Quoted passage =>
○ ○ ○
Cryptocurrencies and NFTs

This is a reference to the 51% problem, which is one of the fatal flaws of existing blockchains, but is rarely brought up as a criticism due to its unlikelihood of mattering for any major blockchain.

What it comes down to is this. Let’s say I have 0 bitcoins. However, I somehow get an extremely massive number of computers under my control. I have so many computers doing mining that of all the computing power in the world dedicated to the bitcoin blockchain, I control 51% of that computing capacity.

At this point I now completely control which transactions count as valid and invalid. I can create whatever transaction I like, and it will happen. I can just create a billion bitcoins for myself. I can transfer everyone’s bitcoins to me leaving them all with zero.

You can see this is very unlikely to ever happen for any blockchain with lots of users like eth or btc. It’s not even a concern. It is a huge concern for unpopular coins as someone with a bunch of money and/or computers can just take it over.

As the article correctly points out, that is the opposite of decentralization. There is one true authority, the consensus formed by 51% of the votes. Everyone else must fall in line with it. True decentralization consists of independent nodes all operating as they please.
○ ○ ○
Record list =>
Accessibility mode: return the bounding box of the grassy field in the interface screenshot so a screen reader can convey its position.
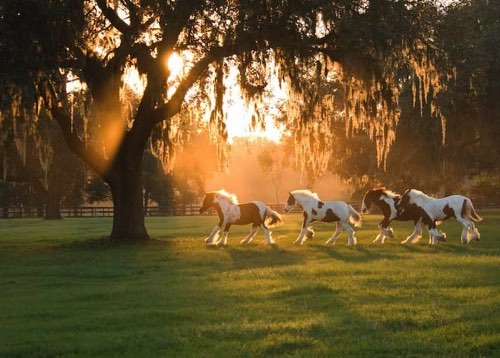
[0,211,500,357]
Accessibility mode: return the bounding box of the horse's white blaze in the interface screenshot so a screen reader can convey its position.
[406,189,481,244]
[214,198,241,224]
[252,201,267,219]
[285,190,360,245]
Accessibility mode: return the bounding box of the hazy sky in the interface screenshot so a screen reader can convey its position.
[206,139,348,204]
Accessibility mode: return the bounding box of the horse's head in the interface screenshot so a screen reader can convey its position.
[361,187,392,214]
[361,189,380,214]
[396,189,413,215]
[285,193,297,213]
[200,193,215,214]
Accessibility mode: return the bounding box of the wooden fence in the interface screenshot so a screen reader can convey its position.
[0,200,500,219]
[0,204,290,219]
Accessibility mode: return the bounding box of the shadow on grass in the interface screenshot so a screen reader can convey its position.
[225,245,306,269]
[52,236,169,249]
[311,245,401,262]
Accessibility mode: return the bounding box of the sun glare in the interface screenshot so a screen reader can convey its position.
[167,52,184,78]
[224,68,287,143]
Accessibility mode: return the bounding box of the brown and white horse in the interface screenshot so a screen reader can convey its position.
[200,190,283,245]
[361,187,422,244]
[285,190,361,246]
[396,189,483,244]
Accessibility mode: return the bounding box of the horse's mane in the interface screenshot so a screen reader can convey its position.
[290,189,320,200]
[212,189,238,205]
[377,187,400,198]
[408,189,434,199]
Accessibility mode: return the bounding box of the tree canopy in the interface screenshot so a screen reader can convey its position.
[0,0,452,240]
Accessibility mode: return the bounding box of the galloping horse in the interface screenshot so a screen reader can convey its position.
[396,189,483,244]
[200,190,283,245]
[361,187,422,244]
[285,190,361,246]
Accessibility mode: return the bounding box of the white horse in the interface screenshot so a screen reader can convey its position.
[396,189,483,245]
[200,190,283,245]
[285,190,361,246]
[361,187,422,244]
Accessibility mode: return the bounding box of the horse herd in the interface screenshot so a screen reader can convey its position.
[200,188,482,246]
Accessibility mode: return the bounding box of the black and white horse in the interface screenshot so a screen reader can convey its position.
[361,187,422,244]
[396,189,483,244]
[200,190,283,245]
[285,190,361,246]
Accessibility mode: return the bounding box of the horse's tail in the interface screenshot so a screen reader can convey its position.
○ ○ ○
Requests =>
1 - In the passage on the 51% problem:
(a) What share of the computing power dedicated to the bitcoin blockchain does the miner in the scenario control?
(b) Which two blockchains are named as having lots of users?
(c) What does true decentralization consist of?
2 - Update the passage on the 51% problem by rewriting the part that opens with the words containing "At this point" and closes with "take it over.", with "unpopular" changed to "little-used".
3 - How might the passage on the 51% problem go on after its last sentence? Write the next part.

Exercise results =>
1 -
(a) 51%
(b) eth and btc
(c) Independent nodes all operating as they please

2 -
At this point I now completely control which transactions count as valid and invalid. I can create whatever transaction I like, and it will happen. I can just create a billion bitcoins for myself. I can transfer everyone’s bitcoins to me leaving them all with zero.

You can see this is very unlikely to ever happen for any blockchain with lots of users like eth or btc. It’s not even a concern. It is a huge concern for little-used coins as someone with a bunch of money and/or computers can just take it over.

3 -
Email is truly decentralized. Every email server is its own boss. Sure enough there are lots of standards and protocols surrounding email, but nobody forced anyone to behave a certain way. You can disobey the protocol. Every other node will independently decide how to handle your misbehavior. If one email server likes spam and wants to deliver it to its users, they can do that. If an email server is ok sending out piles of spam, they can do that if they want. If GMail decides to block all mail coming from your mail server, even if you follow all the rules and never send spam, they can do that too. Everyone does whatever the heck they want, but those who cooperate naturally end up providing valuable services, and those who don’t, don’t. No centralized authority, be it a single entity or group of entities, exists.

Neither autocracy or democracy, decentralization is anarchy.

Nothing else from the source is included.